[Saved entries]
__________________________________________________

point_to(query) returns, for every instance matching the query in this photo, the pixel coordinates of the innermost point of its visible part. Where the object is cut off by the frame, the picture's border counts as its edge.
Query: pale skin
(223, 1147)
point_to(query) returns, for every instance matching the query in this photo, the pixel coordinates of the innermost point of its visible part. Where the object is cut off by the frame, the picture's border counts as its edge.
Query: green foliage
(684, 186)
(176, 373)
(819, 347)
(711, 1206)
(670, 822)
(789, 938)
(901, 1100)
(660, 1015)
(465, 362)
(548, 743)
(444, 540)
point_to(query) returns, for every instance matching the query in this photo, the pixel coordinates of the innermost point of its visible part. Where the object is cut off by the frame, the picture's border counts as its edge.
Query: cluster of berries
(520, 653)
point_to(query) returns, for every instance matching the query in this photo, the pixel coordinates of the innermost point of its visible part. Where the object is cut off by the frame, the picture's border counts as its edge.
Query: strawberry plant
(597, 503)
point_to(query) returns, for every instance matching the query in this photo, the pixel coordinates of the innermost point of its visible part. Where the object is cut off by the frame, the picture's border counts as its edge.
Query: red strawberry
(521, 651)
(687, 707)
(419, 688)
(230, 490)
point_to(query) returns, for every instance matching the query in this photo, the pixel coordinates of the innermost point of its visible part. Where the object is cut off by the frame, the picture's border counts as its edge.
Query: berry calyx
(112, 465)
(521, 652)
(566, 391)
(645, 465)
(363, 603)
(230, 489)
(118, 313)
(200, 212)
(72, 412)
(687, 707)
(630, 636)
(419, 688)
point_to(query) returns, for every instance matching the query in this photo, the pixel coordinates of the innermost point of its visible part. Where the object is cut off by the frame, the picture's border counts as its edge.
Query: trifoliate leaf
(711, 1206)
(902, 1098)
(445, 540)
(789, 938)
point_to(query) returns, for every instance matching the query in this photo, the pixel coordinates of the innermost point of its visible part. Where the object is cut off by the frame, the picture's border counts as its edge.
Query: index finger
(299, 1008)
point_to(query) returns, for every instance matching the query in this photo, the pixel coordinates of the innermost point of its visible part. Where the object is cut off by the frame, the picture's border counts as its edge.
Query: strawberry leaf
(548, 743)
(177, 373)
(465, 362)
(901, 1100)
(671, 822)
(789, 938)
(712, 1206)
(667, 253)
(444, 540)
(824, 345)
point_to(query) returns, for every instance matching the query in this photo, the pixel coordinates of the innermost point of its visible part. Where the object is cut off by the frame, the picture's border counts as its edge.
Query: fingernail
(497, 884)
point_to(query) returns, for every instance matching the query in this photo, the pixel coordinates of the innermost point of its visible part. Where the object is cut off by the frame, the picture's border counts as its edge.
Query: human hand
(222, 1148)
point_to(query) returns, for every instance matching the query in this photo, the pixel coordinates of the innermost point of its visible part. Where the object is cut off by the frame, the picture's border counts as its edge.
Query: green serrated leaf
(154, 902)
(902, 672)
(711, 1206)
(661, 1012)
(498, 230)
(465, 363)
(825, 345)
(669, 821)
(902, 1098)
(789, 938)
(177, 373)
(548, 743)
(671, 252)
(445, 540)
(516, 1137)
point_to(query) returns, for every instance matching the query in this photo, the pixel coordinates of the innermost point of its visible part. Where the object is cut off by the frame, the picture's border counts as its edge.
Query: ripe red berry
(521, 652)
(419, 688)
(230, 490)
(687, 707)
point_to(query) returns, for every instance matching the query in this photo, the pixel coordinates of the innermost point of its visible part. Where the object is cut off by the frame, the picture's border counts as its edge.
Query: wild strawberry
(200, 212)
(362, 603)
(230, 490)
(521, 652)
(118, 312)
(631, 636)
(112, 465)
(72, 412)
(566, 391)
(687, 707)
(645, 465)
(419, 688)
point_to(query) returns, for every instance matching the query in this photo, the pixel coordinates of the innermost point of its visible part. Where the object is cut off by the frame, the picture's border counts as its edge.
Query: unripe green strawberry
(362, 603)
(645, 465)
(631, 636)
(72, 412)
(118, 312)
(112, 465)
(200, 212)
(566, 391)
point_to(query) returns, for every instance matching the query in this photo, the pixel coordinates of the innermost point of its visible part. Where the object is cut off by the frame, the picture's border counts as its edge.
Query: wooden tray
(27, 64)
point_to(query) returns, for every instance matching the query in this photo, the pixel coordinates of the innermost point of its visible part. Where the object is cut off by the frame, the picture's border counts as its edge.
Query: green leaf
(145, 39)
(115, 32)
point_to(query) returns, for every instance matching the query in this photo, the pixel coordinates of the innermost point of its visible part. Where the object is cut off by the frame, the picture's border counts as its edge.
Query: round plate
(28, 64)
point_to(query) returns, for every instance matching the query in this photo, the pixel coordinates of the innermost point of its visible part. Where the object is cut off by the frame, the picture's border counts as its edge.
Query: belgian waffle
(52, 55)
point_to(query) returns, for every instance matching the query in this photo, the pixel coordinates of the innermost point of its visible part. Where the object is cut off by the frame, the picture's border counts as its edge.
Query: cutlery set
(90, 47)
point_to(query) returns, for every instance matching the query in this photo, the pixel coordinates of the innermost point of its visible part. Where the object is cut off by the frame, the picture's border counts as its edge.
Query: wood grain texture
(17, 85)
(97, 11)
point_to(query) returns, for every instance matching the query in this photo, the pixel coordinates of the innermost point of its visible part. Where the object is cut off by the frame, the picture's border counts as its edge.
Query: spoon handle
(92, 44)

__________________________________________________

> [Exercise requirements]:
Output all records exactly, with nothing added or dropped.

> [Completed exercise]:
point_to(query) returns, for every instance matching the query in this photo, the pixel coordinates of the innermost point of its visible part. Where the object is cut off by the frame, the picture's border counts as its edge.
Query: pale skin
(223, 1147)
point_to(query) returns, for every instance matching the query in this photo, the pixel coordinates of the innermost point of its visible part. Where the object is cut off by the frame, the picture's border counts as its edge.
Query: green foliage
(684, 186)
(176, 373)
(819, 347)
(711, 1206)
(670, 822)
(789, 938)
(901, 1100)
(660, 1015)
(465, 362)
(548, 743)
(444, 540)
point_to(query) returns, for every instance matching the query in this photo, the pixel coordinates of the innermost point of its visible part. Where the object is cut off by the frame, the picture's border counts as its edge.
Query: cluster of berries
(520, 653)
point_to(query) returns, for every instance matching the query in this photo, the pixel coordinates of the innermost point of its visible part. Where the object is cut off by the frame, the picture's border counts as its edge.
Query: strawberry plant
(597, 503)
point_to(query) returns, for every instance matching the query in this photo, the pixel coordinates of the innermost point of its visible part. Where the object is cut off by the frame, the picture's border counts as its edge.
Query: red strawberry
(521, 651)
(687, 707)
(419, 688)
(230, 490)
point_to(query) returns, for every instance matching the query in this photo, the pixel coordinates of the innermost point of its visible part. Where the object is cut off by the frame, the picture's border counts as its edge.
Query: berry calyx
(112, 465)
(521, 652)
(566, 391)
(645, 465)
(363, 603)
(230, 489)
(118, 313)
(200, 212)
(72, 412)
(687, 707)
(630, 636)
(419, 688)
point_to(query) returns, for every instance matching the query in this photo, the pixel coordinates of the innermost point of its visible part. Where the object is cut off by the frame, the picture's border counts as its edge.
Query: trifoliate leaf
(711, 1206)
(902, 1098)
(445, 540)
(789, 938)
point_to(query) returns, for every instance matching the query in this photo, the pixel coordinates of the innermost point of its visible part. Where the object is cut off by the frame, the picture's border counts as its edge.
Query: index finger
(299, 1008)
point_to(query) returns, for every instance matching the query in this photo, the pixel coordinates of the innermost point of its visible part. Where the object is cut off by the frame, the picture's border counts as its edge.
Query: strawberry leaf
(548, 743)
(177, 373)
(465, 362)
(901, 1100)
(671, 822)
(789, 938)
(712, 1206)
(667, 253)
(444, 540)
(824, 345)
point_to(query) returns, for every instance matching the query in this photo, the pixel coordinates of the innermost point of its visible part. Where the object is cut off by the frame, the picture's border counts as its edge.
Query: fingernail
(497, 884)
point_to(query) returns, for every instance matching the query in this photo, the pixel coordinates of the innermost point of its visible part. Where the object is cut off by the frame, the picture's border counts as its edge.
Query: human hand
(222, 1148)
point_to(query) returns, for every instance matching the query in this photo, the pixel coordinates of the innermost point of its visible part. Where the object is cut off by the frame, the picture's border counts as its edge.
Query: green serrated leaf
(154, 902)
(902, 672)
(711, 1206)
(661, 1012)
(498, 230)
(465, 363)
(825, 345)
(669, 821)
(902, 1098)
(789, 938)
(177, 373)
(548, 743)
(671, 252)
(445, 540)
(516, 1137)
point_to(query) returns, for every instance matching the query in this photo, the pixel coordinates of the innermost point of its visible part. Where the object is cut off by the frame, the picture's border counts as its edge.
Query: ripe red berry
(521, 652)
(419, 688)
(230, 490)
(687, 707)
point_to(query) returns, for every instance matching the query in this photo, the pixel coordinates of the innermost point of its visible part. Where the object is cut off by the frame, the picture's border counts as its edge.
Query: wild strawberry
(200, 212)
(362, 603)
(230, 490)
(521, 652)
(118, 312)
(631, 636)
(112, 465)
(72, 412)
(566, 391)
(687, 707)
(645, 465)
(419, 688)
point_to(query) returns, for every instance matching the query in this photo, the pixel coordinates of the innermost point of its visible part. Where the object is cut off by the frame, the picture's border counts as its edge.
Query: unripe green strawberry
(362, 603)
(645, 465)
(631, 636)
(72, 412)
(118, 312)
(112, 465)
(200, 212)
(566, 391)
point_to(query) returns, for every instance matching the query in this photo, the pixel coordinates of the innermost point of its visible part. Where the object is cut off by the frame, the picture's border counts as its edge.
Query: wooden tray
(27, 64)
point_to(query) returns, for every instance matching the query in this photo, the pixel coordinates of the innermost point of its visible part. Where the object is cut off by the frame, the picture's border counts as its edge.
Query: green leaf
(145, 39)
(115, 32)
point_to(query) returns, for every instance matching the query in this photo, the pixel coordinates of the innermost point of its visible part. Where the object is cut off by the frame, the picture's border counts as its edge.
Query: round plate
(28, 64)
point_to(query) returns, for every instance matching the query in this photo, the pixel coordinates of the innermost point of its visible part. Where the object is cut off by the frame, the picture's border counts as its edge.
Query: belgian waffle
(52, 55)
point_to(query) returns, for every instance matching the query in this photo, the pixel coordinates of the innermost point of its visible part. Where the object is cut off by the frame, the picture's border counts as its edge.
Query: cutlery set
(90, 47)
point_to(query) returns, for every instance matching the query in this photo, the pixel coordinates of the innermost point of its visible part. Where the object is cut off by the frame, the picture's border counts as its edge.
Query: wood grain texture
(17, 85)
(97, 11)
point_to(query) returns, for every instance matching the query in this photo, the pixel coordinates of the innermost point of its visible part. Where the object is cut off by the frame, the picture's border counts as its edge.
Query: spoon handle
(92, 44)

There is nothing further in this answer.